◆ DESCRIPTION OF THE TASK: Find the lines in these entries that include the word "foliage" and state how many there are, with no other words.
++++++
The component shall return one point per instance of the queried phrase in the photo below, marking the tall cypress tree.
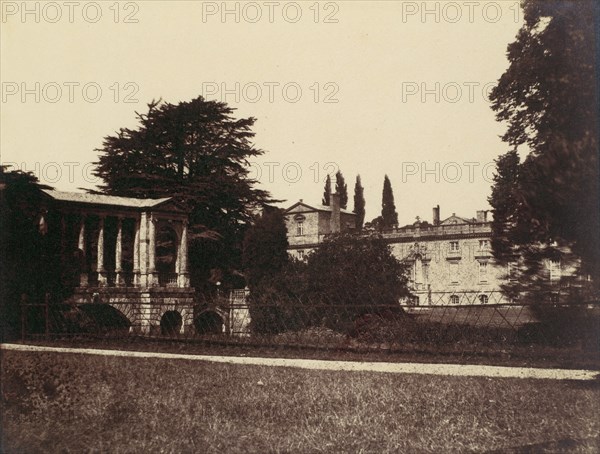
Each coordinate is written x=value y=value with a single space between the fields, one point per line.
x=342 y=189
x=548 y=97
x=327 y=191
x=388 y=209
x=359 y=203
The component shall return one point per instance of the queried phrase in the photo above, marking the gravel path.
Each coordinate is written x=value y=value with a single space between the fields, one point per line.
x=396 y=368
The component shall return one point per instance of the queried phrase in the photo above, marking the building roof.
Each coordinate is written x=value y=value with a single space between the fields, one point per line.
x=454 y=219
x=317 y=208
x=101 y=199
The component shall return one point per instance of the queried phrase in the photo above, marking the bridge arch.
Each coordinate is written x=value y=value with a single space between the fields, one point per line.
x=210 y=320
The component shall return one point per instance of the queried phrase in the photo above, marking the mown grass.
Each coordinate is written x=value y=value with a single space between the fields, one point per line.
x=55 y=402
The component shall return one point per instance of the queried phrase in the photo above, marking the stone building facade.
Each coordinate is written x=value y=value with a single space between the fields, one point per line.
x=451 y=260
x=308 y=225
x=117 y=243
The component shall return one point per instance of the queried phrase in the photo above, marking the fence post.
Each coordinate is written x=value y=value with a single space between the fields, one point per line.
x=23 y=316
x=46 y=315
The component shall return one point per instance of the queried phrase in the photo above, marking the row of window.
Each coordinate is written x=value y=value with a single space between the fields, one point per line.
x=455 y=299
x=484 y=245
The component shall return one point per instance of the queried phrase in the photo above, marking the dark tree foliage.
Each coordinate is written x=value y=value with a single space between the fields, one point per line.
x=269 y=274
x=503 y=199
x=327 y=191
x=265 y=247
x=359 y=203
x=351 y=276
x=29 y=246
x=342 y=189
x=197 y=153
x=548 y=98
x=388 y=209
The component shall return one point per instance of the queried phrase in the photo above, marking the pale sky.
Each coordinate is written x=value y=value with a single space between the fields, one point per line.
x=375 y=88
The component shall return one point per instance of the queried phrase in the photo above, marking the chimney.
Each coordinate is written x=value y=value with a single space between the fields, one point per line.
x=334 y=221
x=436 y=215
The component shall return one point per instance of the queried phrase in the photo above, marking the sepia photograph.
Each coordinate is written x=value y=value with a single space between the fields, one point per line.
x=300 y=226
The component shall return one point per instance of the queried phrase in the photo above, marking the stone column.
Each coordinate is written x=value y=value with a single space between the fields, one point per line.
x=119 y=281
x=136 y=254
x=83 y=277
x=183 y=278
x=143 y=245
x=152 y=276
x=102 y=281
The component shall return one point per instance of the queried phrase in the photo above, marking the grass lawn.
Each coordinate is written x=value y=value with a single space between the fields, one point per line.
x=54 y=402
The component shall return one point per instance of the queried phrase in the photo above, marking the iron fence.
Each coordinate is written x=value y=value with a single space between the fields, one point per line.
x=474 y=325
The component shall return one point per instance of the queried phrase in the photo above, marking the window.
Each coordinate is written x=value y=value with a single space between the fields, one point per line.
x=418 y=271
x=482 y=271
x=554 y=270
x=511 y=271
x=454 y=272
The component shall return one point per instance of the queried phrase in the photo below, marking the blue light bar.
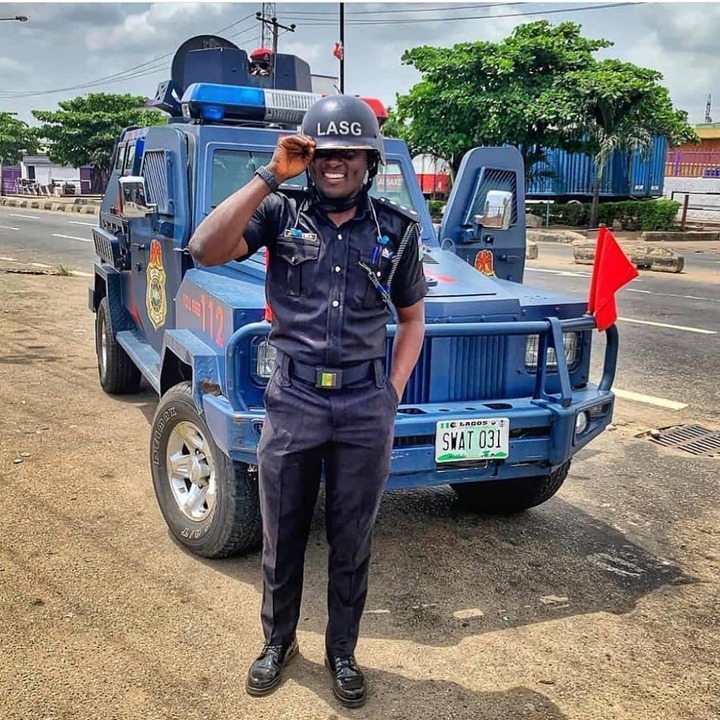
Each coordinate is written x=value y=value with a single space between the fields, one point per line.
x=212 y=102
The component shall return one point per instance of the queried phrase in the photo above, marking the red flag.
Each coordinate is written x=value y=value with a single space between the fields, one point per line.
x=611 y=270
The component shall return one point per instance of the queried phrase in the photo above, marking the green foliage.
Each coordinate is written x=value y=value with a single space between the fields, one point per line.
x=16 y=138
x=616 y=106
x=632 y=214
x=539 y=88
x=435 y=207
x=84 y=131
x=485 y=93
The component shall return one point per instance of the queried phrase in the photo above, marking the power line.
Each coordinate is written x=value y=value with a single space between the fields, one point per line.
x=123 y=74
x=149 y=68
x=413 y=21
x=445 y=8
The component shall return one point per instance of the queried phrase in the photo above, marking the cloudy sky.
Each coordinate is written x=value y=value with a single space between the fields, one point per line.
x=68 y=49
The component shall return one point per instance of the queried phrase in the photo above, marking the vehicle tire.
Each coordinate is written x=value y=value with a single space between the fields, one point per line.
x=505 y=497
x=118 y=374
x=209 y=502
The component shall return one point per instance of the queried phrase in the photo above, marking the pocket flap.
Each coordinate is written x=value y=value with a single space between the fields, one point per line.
x=297 y=250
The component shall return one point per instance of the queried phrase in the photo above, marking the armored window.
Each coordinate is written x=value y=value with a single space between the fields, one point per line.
x=155 y=173
x=231 y=169
x=495 y=198
x=129 y=159
x=120 y=157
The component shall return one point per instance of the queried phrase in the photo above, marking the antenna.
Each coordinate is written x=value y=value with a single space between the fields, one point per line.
x=268 y=11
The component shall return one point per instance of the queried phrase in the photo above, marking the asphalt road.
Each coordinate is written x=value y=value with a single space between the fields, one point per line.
x=670 y=326
x=601 y=604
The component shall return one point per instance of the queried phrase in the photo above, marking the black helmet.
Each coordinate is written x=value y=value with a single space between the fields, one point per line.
x=344 y=122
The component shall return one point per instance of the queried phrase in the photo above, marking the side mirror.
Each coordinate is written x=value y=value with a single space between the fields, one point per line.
x=133 y=198
x=497 y=212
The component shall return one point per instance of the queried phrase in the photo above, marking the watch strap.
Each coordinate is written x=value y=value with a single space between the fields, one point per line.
x=263 y=173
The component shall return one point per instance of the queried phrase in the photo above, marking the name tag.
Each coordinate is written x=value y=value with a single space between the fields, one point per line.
x=297 y=234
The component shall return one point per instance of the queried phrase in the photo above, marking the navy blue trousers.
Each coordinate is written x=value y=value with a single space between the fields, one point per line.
x=348 y=433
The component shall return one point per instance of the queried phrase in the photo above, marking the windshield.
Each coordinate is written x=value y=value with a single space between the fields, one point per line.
x=231 y=169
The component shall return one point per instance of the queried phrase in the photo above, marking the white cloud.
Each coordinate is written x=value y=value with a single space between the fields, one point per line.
x=9 y=64
x=678 y=39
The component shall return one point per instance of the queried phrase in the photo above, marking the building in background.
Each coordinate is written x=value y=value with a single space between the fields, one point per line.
x=37 y=175
x=433 y=175
x=697 y=160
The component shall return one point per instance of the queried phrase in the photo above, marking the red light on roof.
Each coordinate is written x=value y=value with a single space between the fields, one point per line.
x=378 y=108
x=260 y=53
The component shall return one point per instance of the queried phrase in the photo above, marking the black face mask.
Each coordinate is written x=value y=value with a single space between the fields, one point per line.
x=327 y=204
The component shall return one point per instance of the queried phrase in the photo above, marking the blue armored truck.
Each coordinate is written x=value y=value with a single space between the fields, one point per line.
x=501 y=397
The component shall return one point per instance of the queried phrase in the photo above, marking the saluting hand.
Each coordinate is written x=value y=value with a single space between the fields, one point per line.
x=292 y=156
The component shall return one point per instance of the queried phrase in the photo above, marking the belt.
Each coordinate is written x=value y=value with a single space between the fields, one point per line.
x=331 y=378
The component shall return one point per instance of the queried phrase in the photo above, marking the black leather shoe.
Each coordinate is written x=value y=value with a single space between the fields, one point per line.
x=265 y=673
x=348 y=680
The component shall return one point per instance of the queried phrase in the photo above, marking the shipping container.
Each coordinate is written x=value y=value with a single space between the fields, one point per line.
x=573 y=174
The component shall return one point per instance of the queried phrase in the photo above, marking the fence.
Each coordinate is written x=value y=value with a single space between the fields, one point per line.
x=692 y=163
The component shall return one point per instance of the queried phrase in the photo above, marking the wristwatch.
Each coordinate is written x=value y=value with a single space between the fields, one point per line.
x=263 y=173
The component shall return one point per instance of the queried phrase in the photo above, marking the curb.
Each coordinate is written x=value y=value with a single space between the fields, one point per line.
x=79 y=205
x=687 y=236
x=656 y=259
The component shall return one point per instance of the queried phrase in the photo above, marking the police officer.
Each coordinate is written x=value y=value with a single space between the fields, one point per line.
x=338 y=262
x=261 y=62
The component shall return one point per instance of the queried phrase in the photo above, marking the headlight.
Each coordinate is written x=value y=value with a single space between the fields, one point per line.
x=573 y=347
x=265 y=362
x=581 y=422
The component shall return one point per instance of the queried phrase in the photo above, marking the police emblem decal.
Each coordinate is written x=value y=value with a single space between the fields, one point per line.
x=155 y=297
x=484 y=262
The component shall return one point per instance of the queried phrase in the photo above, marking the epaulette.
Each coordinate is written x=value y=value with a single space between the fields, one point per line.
x=400 y=209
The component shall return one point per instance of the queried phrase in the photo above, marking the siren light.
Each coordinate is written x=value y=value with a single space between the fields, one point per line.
x=212 y=102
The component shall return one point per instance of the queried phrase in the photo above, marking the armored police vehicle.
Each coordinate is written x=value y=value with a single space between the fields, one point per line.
x=501 y=397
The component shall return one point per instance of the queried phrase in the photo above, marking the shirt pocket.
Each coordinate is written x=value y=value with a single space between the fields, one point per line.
x=298 y=262
x=372 y=296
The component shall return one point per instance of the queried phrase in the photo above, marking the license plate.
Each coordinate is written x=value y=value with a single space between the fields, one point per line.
x=462 y=440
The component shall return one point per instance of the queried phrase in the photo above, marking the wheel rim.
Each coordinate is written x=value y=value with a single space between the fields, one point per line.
x=191 y=472
x=102 y=355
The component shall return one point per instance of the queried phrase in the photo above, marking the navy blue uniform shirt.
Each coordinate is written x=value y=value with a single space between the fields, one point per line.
x=326 y=311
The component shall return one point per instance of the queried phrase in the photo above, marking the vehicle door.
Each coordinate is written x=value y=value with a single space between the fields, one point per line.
x=484 y=219
x=156 y=204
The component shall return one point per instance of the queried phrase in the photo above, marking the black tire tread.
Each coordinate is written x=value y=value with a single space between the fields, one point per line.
x=240 y=531
x=506 y=497
x=122 y=377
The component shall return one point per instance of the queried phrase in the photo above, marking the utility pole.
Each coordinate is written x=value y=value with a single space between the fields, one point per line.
x=275 y=25
x=268 y=11
x=342 y=48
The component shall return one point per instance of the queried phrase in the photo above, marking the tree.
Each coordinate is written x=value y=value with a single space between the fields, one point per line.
x=616 y=106
x=16 y=138
x=84 y=131
x=485 y=93
x=539 y=88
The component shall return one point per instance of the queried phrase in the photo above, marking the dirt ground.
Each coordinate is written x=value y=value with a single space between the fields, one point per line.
x=602 y=604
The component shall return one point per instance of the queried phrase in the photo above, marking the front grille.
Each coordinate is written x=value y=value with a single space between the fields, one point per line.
x=462 y=369
x=107 y=249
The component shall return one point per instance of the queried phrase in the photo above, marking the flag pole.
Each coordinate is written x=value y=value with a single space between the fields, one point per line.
x=342 y=48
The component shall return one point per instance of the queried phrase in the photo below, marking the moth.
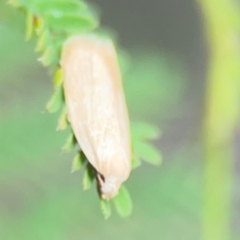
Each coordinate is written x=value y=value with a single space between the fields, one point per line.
x=97 y=109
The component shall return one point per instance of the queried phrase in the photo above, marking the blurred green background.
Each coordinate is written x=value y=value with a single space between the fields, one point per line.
x=165 y=84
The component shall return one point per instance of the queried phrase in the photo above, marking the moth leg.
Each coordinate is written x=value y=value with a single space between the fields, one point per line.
x=99 y=181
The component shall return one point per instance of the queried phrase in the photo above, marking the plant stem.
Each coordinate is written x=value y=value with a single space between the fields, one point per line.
x=222 y=106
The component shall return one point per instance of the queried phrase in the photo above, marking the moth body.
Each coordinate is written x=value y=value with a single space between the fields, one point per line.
x=97 y=109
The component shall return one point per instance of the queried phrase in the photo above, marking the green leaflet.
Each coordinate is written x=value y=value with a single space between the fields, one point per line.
++++++
◆ RESPONSE AREA: 2